• Aim of the task
Scan the entries for lines with the word "below", then copy those lines.
[Material to process]
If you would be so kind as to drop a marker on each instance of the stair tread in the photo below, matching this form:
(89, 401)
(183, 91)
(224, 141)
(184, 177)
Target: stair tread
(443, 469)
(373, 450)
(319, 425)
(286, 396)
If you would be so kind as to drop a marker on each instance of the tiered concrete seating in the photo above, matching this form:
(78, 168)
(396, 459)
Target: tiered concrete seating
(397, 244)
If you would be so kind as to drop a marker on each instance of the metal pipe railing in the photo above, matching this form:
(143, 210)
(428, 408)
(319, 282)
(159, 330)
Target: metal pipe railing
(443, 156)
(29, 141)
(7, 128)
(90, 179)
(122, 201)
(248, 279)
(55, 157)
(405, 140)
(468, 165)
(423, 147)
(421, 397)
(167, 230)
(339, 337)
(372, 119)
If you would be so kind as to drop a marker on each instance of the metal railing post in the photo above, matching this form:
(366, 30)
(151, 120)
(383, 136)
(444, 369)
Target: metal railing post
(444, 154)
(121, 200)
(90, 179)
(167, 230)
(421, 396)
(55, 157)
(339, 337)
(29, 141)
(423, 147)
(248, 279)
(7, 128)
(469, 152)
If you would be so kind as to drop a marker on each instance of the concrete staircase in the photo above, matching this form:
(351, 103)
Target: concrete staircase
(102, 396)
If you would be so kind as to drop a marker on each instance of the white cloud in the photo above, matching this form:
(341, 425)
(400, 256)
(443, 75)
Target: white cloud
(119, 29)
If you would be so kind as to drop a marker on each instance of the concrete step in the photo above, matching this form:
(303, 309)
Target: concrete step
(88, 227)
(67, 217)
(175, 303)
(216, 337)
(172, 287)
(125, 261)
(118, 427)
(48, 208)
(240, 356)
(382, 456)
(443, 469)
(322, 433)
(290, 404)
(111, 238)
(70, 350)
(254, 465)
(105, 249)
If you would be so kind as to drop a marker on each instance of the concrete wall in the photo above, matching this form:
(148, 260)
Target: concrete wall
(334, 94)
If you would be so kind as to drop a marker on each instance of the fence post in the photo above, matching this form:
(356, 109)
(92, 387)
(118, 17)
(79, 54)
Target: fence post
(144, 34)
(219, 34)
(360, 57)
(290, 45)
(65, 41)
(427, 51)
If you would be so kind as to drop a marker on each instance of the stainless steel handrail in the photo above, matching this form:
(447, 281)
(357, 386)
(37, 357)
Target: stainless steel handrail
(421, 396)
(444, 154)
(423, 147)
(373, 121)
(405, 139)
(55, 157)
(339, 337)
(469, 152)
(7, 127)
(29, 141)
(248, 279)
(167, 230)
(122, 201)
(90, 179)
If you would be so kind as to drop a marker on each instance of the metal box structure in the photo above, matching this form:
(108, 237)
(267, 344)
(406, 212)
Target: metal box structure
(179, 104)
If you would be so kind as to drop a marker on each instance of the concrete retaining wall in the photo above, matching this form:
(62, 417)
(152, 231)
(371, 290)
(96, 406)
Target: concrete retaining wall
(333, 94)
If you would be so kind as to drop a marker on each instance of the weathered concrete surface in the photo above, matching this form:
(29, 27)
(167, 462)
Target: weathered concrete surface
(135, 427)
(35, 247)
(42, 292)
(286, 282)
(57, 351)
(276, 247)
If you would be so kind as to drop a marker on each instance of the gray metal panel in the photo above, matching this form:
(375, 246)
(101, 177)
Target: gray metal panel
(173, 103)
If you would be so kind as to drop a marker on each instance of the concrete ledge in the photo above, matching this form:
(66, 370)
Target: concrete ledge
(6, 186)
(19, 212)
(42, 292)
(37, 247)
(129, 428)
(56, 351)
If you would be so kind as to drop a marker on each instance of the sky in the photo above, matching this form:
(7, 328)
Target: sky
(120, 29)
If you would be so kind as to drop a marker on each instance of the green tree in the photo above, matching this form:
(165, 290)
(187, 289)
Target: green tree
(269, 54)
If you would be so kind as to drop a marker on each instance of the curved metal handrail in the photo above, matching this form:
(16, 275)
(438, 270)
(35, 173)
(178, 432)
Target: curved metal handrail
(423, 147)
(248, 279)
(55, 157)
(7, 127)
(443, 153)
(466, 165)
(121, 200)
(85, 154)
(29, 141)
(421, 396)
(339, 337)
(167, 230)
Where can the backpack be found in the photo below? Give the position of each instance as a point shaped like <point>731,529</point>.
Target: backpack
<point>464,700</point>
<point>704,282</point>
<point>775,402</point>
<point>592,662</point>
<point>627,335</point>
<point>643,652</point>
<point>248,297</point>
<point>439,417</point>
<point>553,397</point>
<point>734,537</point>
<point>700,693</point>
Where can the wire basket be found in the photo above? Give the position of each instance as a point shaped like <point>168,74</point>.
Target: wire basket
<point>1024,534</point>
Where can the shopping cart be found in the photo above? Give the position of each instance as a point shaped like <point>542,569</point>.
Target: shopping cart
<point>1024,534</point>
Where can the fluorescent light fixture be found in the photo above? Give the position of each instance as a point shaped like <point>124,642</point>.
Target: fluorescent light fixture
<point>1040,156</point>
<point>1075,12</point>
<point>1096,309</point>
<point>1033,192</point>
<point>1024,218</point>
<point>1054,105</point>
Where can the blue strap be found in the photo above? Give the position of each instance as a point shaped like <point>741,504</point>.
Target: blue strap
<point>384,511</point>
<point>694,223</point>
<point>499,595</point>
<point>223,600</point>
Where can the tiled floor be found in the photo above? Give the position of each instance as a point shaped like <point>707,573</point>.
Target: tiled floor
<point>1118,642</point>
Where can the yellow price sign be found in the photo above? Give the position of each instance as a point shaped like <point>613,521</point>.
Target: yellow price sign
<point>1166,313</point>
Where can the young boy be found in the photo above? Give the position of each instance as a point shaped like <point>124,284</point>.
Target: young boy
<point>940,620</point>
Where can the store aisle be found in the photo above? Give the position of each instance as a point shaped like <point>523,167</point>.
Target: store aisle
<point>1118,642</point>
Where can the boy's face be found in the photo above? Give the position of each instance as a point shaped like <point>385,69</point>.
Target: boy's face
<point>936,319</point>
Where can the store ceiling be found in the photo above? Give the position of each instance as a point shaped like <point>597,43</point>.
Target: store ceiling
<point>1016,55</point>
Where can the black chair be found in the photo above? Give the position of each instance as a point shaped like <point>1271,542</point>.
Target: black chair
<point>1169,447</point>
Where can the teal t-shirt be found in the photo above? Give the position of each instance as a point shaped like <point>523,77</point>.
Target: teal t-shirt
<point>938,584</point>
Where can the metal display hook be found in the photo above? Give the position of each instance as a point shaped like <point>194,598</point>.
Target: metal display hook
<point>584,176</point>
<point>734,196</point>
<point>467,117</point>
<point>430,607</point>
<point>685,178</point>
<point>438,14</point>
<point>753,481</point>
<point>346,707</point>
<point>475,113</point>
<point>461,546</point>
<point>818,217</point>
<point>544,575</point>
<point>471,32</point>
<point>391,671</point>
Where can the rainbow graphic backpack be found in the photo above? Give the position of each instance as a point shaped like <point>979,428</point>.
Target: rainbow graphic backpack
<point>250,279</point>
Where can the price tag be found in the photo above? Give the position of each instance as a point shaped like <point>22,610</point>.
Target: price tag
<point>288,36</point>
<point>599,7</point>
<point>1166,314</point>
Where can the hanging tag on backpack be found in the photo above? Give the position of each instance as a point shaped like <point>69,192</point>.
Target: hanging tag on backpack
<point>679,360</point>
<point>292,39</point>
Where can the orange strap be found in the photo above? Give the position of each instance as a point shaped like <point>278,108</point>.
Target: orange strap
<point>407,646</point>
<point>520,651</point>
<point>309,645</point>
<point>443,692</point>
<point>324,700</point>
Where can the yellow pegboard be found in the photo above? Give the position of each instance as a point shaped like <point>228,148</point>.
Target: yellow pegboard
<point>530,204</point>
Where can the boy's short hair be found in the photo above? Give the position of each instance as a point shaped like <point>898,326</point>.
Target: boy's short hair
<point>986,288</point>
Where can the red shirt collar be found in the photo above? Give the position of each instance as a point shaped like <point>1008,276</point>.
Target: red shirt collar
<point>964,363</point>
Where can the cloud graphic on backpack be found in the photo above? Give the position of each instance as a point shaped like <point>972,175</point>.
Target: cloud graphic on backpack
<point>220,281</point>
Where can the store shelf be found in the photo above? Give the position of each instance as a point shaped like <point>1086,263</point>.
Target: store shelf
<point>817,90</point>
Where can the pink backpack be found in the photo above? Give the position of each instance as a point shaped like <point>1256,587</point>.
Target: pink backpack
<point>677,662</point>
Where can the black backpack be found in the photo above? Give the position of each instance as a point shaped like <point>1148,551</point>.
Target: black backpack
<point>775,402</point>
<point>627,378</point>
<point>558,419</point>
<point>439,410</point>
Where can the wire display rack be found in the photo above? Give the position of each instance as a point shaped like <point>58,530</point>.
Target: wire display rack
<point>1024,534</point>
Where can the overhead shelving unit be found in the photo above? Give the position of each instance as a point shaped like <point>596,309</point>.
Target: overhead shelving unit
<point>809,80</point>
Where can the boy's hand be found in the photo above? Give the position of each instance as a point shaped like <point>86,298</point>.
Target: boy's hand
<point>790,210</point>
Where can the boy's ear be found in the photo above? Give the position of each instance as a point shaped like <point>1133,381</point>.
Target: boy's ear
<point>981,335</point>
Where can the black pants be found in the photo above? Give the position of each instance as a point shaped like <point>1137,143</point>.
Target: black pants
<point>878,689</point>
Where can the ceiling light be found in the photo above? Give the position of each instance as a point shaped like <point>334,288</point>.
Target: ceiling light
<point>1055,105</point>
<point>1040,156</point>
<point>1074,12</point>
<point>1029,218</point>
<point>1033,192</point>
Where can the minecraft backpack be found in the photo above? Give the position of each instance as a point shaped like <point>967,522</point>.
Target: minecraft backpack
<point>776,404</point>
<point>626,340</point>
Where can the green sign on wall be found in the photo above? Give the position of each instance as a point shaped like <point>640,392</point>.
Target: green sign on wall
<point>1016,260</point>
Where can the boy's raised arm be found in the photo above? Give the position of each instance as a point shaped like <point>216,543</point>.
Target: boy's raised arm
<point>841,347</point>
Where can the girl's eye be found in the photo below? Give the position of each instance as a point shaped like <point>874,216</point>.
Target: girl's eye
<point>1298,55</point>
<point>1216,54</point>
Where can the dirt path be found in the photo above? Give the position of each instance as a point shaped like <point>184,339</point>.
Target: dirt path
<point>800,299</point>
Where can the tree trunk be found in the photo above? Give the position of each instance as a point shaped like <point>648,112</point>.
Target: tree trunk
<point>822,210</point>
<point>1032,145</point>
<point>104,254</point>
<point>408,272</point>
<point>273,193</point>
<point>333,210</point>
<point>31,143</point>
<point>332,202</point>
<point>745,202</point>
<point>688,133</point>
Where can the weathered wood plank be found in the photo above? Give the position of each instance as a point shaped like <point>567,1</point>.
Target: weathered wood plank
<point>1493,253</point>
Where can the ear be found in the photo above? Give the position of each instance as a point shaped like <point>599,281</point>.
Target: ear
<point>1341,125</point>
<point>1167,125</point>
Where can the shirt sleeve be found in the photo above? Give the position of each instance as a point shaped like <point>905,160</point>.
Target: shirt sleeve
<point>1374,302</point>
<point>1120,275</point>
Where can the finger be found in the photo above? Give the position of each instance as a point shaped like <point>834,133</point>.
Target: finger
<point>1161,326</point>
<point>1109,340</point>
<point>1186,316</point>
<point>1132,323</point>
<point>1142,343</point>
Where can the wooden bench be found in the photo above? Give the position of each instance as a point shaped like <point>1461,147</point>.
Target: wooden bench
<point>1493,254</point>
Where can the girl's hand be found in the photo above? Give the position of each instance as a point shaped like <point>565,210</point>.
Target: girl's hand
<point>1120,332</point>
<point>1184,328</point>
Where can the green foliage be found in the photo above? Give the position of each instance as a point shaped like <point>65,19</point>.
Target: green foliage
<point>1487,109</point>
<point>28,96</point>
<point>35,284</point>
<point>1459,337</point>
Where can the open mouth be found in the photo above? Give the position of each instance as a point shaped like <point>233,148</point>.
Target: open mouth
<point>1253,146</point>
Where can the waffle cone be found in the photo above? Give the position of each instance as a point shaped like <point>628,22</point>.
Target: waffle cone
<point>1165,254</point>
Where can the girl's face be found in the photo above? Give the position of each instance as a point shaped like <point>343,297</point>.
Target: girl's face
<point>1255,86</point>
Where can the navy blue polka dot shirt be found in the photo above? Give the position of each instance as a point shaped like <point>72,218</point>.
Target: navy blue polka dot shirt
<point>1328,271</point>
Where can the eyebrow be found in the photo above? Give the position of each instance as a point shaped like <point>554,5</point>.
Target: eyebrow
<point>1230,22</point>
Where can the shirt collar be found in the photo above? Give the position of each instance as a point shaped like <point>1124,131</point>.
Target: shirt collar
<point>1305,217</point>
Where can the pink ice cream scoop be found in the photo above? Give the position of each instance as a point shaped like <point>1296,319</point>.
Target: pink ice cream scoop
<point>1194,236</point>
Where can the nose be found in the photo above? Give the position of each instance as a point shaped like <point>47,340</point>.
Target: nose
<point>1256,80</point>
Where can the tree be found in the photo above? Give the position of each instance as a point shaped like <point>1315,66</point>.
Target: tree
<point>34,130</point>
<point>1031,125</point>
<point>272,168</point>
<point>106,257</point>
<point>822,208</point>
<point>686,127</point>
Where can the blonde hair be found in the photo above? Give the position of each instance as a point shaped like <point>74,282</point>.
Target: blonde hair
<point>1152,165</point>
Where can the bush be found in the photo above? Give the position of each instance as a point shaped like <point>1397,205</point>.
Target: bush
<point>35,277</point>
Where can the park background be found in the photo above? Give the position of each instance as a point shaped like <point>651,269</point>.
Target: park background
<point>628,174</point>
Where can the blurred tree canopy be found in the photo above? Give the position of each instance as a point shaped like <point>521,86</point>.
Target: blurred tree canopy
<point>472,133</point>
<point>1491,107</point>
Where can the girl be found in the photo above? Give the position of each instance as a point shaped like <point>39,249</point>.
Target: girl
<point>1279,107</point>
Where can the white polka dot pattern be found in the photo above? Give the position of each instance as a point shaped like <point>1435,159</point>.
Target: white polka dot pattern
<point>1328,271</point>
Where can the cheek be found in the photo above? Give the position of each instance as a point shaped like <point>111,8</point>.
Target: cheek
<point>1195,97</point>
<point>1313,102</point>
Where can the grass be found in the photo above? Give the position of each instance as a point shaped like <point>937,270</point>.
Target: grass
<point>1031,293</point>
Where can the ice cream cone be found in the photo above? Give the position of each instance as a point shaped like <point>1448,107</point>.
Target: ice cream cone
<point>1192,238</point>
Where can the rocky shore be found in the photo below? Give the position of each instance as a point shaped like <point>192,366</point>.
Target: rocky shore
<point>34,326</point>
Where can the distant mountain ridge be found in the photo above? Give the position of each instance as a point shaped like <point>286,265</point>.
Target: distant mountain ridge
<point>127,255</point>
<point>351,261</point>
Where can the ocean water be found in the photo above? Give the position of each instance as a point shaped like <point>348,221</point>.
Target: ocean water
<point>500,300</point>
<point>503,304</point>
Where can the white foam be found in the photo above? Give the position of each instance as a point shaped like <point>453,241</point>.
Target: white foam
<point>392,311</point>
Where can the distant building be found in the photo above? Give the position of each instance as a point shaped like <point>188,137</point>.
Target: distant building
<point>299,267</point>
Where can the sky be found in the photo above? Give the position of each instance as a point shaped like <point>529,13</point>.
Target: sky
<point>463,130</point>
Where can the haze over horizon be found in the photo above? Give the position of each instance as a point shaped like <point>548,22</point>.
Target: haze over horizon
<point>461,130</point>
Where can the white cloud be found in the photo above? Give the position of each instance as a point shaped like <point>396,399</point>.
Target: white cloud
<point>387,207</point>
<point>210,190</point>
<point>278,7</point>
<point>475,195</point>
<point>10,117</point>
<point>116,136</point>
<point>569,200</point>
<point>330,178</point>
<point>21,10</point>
[/Material to process]
• Answer to this problem
If you would be so kind as to drop a marker on each instance of the stair tread in the photo below, matching this form:
Where can the backpack be found in the photo below? Give the position of each instance as a point shaped like <point>731,529</point>.
Where can the girl's eye be found in the photo below? Give the position of each instance as a point shaped like <point>874,216</point>.
Where can the rocky shore be found in the photo below? Give the position of each instance as a point shaped like <point>192,366</point>.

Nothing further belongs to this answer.